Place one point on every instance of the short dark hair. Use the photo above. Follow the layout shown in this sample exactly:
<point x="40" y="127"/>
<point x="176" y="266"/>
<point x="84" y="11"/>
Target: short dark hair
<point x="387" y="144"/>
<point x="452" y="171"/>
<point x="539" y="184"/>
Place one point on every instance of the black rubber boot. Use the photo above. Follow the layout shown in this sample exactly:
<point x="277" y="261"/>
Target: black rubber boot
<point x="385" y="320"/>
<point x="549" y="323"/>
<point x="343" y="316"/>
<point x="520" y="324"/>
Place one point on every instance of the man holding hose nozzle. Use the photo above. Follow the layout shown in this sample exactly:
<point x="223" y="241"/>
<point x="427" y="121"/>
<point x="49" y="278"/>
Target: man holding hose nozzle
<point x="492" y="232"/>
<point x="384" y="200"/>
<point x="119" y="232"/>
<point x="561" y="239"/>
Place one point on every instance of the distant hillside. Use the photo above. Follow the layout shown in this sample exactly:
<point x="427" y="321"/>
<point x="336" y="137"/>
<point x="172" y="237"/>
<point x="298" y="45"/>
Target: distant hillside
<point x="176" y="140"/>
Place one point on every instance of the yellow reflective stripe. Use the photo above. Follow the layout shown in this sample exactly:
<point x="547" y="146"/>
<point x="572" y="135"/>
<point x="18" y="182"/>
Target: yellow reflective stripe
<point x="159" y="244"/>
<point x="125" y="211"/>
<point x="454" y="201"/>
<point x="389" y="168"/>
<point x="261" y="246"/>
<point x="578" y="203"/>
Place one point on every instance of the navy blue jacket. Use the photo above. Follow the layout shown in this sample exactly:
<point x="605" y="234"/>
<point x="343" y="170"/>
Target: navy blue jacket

Exercise brief: Reproduce the records from the line containing "Place one point on every instance of the yellow" through the end of the records, inclusive, keeping the requests in place. Shift each answer point by adding 128 to both of its coordinates, and leave the coordinates in the requests and their format samples unchanged.

Reply to the task:
Place one point on every instance of the yellow reflective stripe. Use the photo above. Follow the layout shown in this sample exactly:
<point x="547" y="146"/>
<point x="572" y="135"/>
<point x="18" y="182"/>
Target: yellow reflective stripe
<point x="287" y="372"/>
<point x="253" y="339"/>
<point x="582" y="329"/>
<point x="517" y="296"/>
<point x="389" y="374"/>
<point x="706" y="331"/>
Place one point on every instance of the navy blue jacket. Use the photo above. Follow the layout shown in this sample exactly:
<point x="605" y="234"/>
<point x="343" y="170"/>
Target: navy blue jacket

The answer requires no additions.